- **課題と演習**
a - ボブ・フラナガンについての文章によると、ドキュメンタリー映画『Derrida』でカービー・ディックと共同監督を務めたのは誰ですか。
b - ボブ・フラナガンについての文章を二文で要約してください。
c - ボブ・フラナガンについての文章の続きを、最後の文の後から書いてください。

- **文書抜粋**
****
カービー・ディックというアメリカのドキュメンタリー作家が気になっている。
というのは、先日生前のジャック・デリダをおさめた、エイミー・コフマンの共同監督のドキュメンタリー映画『Derrida』(2002)を見たからだ。
そして、カービー・ディックは『ボブ・フラナガンの生と死』(原題 Sick: The Life & Death of Bob Flanagan Supermasochist 1997)という映画を作っている。
実はボブ・フラナガンのことがずっと知りたくて仕方がなかった。



ナイン・インチ・ネイルズの「Happiness in Slavery」という曲のビデオ・クリップに登場する、ボブ・フラナガンの衝撃的なマゾ芸術が忘れられなかったからだ。
ボブは、ここで拷問マシーンによって、ワイヤーを手の皮膚に刺される。それから、マシーンハンドによって身体をえぐられて、内臓を切断されるのだが、苦悶の内にも喜びを覚えている表情。
最後は惨殺死体になった後にミンチにされるという趣向だが、この映像は放送禁止になってしまった(上の写真、下の動画)。
ボブはその他にも、ダンジグ(Danzig)の「It's Coming Down」のビデオ・クリップや、ゴッドフレッシュ(Godflesh)の「Crush my Soul」のビデオにも登場しているらしい。


http://www.dailymotion.com/video/x5kii_nine-inch-nails-happiness-in-slaver_music
「ハピネス・イン・スレイヴァリー(Happiness in Slavery)」のクリップ


ボブ・フラナガン


ボブ・フラナガンアメリカの詩人、作家、パフォーマンス・アーティスト、そして「スーパーマゾヒスト」として知られている。
****
保存データ項目:
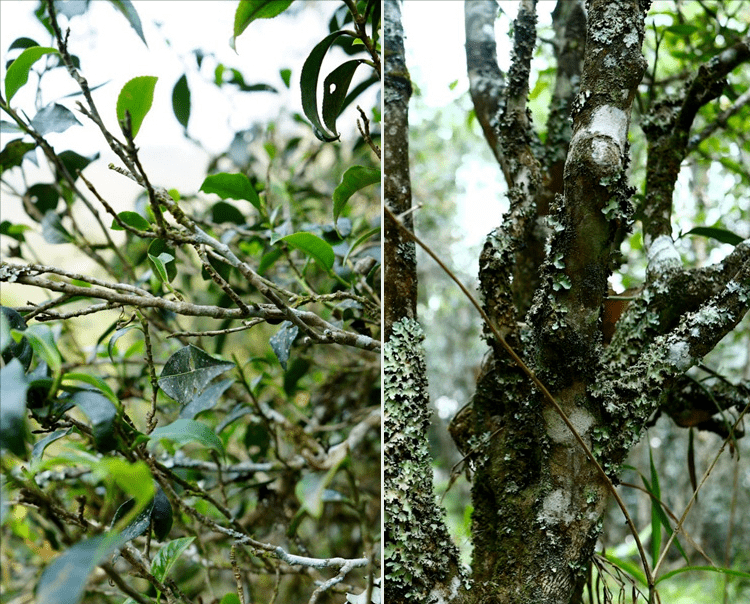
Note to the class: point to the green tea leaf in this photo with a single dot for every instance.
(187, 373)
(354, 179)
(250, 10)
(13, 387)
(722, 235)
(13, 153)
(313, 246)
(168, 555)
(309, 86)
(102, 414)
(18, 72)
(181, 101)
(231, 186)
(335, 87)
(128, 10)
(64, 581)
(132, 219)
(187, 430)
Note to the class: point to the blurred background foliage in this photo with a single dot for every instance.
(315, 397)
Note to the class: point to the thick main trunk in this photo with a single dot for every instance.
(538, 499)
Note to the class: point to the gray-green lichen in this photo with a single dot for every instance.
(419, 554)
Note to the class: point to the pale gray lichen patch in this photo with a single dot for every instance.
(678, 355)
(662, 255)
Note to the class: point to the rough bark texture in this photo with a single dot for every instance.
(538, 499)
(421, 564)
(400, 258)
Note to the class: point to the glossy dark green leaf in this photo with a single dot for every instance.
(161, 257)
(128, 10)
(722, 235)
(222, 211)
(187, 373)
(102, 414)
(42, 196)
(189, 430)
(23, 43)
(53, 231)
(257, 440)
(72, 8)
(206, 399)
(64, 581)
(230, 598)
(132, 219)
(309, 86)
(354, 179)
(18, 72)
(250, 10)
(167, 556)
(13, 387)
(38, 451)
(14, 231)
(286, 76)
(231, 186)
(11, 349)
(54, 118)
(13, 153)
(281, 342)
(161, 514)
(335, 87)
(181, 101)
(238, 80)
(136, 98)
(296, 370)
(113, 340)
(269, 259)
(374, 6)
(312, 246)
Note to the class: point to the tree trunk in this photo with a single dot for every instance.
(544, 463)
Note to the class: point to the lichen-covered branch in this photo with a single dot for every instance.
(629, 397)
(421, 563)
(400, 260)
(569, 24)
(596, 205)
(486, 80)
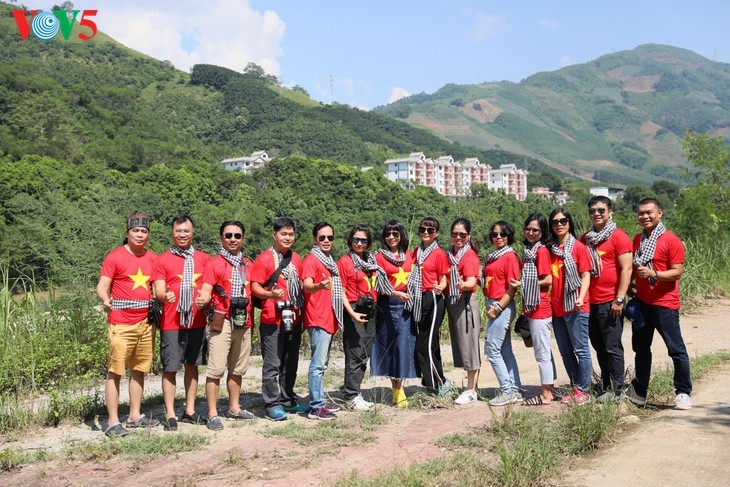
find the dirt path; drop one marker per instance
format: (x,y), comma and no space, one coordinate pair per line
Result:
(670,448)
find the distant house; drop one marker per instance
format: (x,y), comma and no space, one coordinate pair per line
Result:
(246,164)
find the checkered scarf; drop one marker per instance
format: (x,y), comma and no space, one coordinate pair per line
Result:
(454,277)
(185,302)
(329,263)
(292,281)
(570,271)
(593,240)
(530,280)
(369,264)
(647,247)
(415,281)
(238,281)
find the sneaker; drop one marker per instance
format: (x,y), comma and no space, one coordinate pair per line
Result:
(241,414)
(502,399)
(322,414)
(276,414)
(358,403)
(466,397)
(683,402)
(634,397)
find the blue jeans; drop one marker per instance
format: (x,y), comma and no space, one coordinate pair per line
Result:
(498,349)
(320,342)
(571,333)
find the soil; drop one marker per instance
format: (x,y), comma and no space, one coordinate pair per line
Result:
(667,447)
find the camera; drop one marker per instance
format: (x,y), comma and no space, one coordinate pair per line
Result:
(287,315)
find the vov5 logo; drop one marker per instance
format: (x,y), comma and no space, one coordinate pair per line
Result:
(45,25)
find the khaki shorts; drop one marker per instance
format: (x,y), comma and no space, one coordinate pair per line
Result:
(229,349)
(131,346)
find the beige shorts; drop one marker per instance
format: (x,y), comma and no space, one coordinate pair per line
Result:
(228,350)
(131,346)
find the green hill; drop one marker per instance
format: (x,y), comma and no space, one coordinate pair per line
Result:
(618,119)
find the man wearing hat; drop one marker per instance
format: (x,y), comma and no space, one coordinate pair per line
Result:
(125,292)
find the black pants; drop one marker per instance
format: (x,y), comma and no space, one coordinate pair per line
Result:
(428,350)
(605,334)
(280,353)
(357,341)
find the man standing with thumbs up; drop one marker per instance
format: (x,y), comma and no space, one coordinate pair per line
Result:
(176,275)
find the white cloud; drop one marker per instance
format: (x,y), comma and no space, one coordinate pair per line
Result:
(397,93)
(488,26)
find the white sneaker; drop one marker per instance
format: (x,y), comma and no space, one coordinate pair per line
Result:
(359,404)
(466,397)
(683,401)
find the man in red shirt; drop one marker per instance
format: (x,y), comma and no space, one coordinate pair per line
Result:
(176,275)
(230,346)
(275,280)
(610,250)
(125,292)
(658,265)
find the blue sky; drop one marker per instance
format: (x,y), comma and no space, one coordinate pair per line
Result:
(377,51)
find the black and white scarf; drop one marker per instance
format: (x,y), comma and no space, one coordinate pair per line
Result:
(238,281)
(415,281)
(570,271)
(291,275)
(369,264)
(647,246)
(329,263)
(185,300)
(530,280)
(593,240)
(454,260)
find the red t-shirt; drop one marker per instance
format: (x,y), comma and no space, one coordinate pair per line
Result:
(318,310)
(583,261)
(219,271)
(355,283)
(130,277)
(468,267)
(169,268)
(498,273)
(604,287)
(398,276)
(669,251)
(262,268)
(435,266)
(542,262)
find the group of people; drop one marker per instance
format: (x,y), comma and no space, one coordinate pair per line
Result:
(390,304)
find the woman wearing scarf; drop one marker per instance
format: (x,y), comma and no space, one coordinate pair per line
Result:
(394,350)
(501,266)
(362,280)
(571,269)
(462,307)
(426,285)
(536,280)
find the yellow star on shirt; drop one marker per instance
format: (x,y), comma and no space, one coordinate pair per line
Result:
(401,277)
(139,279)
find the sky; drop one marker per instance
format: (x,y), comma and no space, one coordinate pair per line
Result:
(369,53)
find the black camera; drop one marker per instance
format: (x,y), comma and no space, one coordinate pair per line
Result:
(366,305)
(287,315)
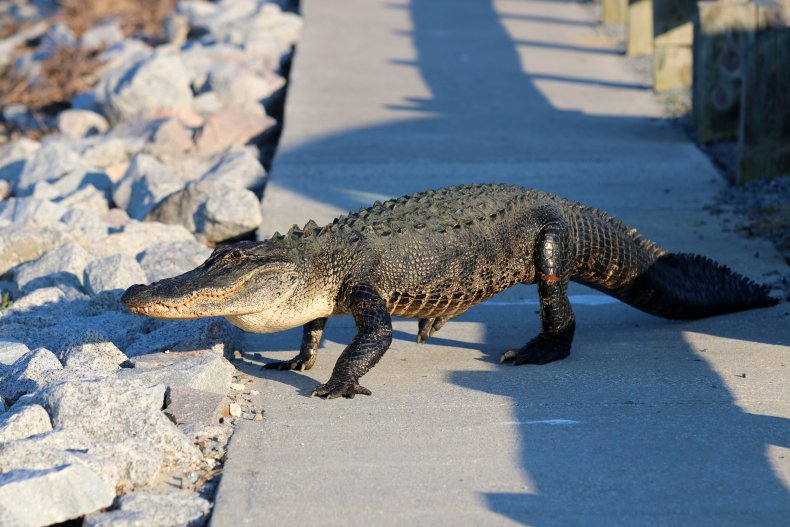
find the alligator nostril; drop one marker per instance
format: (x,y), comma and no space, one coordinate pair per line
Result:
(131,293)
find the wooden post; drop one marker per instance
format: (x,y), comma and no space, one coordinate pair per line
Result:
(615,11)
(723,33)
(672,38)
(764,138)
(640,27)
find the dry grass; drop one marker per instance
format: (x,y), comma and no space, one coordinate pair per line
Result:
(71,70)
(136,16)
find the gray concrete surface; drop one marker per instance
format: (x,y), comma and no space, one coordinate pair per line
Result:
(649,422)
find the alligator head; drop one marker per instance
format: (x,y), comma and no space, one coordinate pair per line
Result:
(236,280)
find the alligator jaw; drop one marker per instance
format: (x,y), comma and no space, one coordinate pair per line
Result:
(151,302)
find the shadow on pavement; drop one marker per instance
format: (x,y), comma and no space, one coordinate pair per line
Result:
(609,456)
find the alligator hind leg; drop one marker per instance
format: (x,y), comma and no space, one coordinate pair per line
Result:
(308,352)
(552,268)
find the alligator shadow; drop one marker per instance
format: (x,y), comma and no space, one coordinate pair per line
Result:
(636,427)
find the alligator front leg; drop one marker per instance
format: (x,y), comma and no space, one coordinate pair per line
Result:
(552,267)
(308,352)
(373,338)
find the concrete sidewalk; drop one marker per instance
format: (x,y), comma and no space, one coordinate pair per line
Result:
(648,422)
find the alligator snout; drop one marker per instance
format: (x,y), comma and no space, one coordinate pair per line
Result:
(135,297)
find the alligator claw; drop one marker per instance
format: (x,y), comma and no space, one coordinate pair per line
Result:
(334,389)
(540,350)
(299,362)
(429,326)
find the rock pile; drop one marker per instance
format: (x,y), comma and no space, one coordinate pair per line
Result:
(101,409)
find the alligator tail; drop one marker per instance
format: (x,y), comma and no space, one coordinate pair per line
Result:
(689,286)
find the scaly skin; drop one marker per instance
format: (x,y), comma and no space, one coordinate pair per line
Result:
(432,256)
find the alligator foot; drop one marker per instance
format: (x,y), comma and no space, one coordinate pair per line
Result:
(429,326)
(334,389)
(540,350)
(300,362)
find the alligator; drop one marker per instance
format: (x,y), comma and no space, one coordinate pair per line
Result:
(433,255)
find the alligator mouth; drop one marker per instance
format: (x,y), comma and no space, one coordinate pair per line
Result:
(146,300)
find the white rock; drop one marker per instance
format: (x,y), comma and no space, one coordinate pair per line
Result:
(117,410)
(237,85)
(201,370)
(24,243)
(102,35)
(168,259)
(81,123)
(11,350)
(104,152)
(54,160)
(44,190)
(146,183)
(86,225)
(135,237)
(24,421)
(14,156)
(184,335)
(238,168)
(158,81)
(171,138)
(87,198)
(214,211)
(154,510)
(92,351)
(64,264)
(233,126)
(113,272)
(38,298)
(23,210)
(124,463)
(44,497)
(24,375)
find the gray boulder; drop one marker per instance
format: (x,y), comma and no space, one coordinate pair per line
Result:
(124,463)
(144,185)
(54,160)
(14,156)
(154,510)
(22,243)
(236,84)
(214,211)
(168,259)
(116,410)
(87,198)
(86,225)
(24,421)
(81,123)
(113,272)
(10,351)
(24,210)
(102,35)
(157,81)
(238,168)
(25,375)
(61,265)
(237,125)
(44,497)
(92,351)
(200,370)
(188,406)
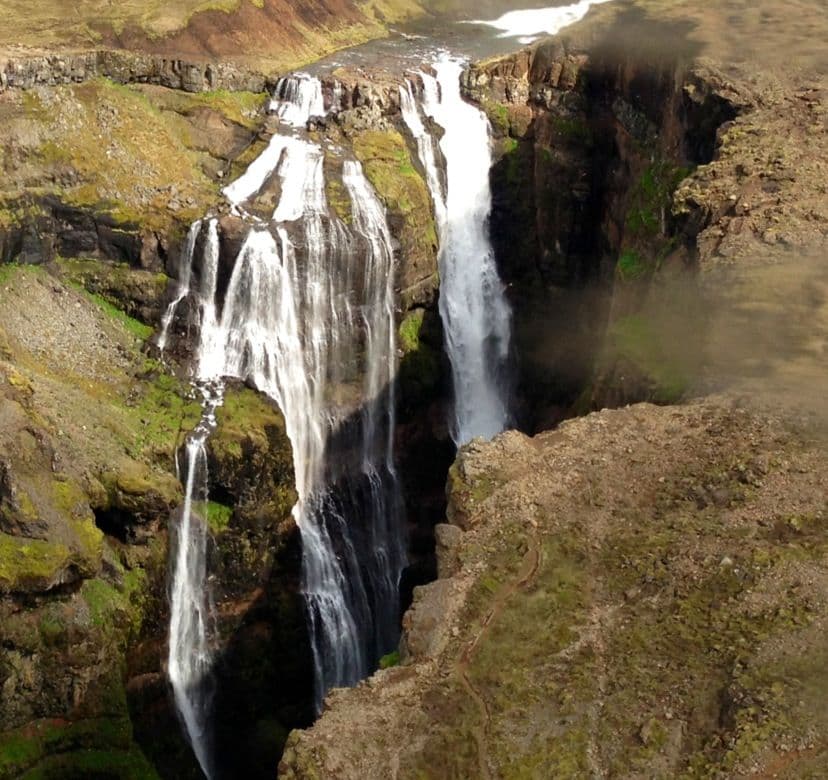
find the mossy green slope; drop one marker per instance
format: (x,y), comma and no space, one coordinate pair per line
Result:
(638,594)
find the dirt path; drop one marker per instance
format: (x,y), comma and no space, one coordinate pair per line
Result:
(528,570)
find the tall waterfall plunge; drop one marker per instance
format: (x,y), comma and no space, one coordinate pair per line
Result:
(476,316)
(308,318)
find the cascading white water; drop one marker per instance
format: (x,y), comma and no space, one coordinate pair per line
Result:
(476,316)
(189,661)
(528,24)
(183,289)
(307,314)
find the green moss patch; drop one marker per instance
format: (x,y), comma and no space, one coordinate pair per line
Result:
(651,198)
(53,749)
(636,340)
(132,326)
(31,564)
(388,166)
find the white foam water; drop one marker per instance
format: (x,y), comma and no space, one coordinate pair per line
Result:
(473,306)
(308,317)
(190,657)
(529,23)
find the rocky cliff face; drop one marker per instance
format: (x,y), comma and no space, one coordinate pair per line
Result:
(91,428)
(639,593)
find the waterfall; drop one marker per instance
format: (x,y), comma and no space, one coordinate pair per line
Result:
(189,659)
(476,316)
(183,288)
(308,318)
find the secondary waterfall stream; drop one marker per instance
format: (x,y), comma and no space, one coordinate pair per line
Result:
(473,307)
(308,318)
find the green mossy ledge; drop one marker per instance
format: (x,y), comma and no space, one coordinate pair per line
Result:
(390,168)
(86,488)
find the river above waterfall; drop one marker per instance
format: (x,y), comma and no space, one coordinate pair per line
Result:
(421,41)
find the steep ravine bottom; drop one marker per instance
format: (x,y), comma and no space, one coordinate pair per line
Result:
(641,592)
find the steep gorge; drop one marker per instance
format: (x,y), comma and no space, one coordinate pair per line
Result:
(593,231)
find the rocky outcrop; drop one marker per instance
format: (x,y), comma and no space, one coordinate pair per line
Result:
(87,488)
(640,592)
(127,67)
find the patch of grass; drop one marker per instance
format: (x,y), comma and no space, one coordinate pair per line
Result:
****
- **問題の解答**
a - エイミー・コフマンです。

b - 筆者は、ジャック・デリダを収めたドキュメンタリー映画『Derrida』を見たことをきっかけに、『ボブ・フラナガンの生と死』も手がけたカービー・ディックに関心を持っている。ボブ・フラナガンはアメリカの詩人、作家、パフォーマンス・アーティストで「スーパーマゾヒスト」として知られ、ナイン・インチ・ネイルズの「Happiness in Slavery」のビデオ・クリップで衝撃的なマゾ芸術を見せたが、その映像は放送禁止になった。

c -
生まれつき「嚢胞性線維症」という劣勢遺伝の難病を患っていた。
白人やユダヤ人に特に多い病気で、気管支症、肺炎、肝機能障害、肝硬変を繰り返し、30代までしか生きられない難病である。ボブ自身は肺に水が溜まり、常に呼吸困難であるような症状だった。
いわゆる死や痛みと隣り合わせのような生活のなかで、アブノーマルな性癖に目覚めたらしい。



『ボブ・フラナガンの生と死』のオープニング


ボブは1996年に43歳で病死してしまうのだが、その最後の1年間をドキュメントした映画が『ボブ・フラナガンの生と死』である。
ボブ・フラナガンは自分の身体の痛みを受け入れたとき、自身に痛みを与え、それを人前で表現するパーフォーマンスの芸術家となった。
酸素タンクがないと生きられないのだが、そんな彼の口にサディストの相方であるシェリー・ローズが大きなボールを銜えさせる。そして、有名な「板に釘づけにされるペニス」のシーン。
最晩年のボブがカリフォルニアの病院に入院し、そこで最愛のパートナーであるシェリー・ローズによって行われる極悪非道な行いは映画で確認してほしい。
もちろん、それはボブの懇願によって行われたことなのだろうけれど。ボブはこの難病を患いながら、最も長生きした患者だったそうだ。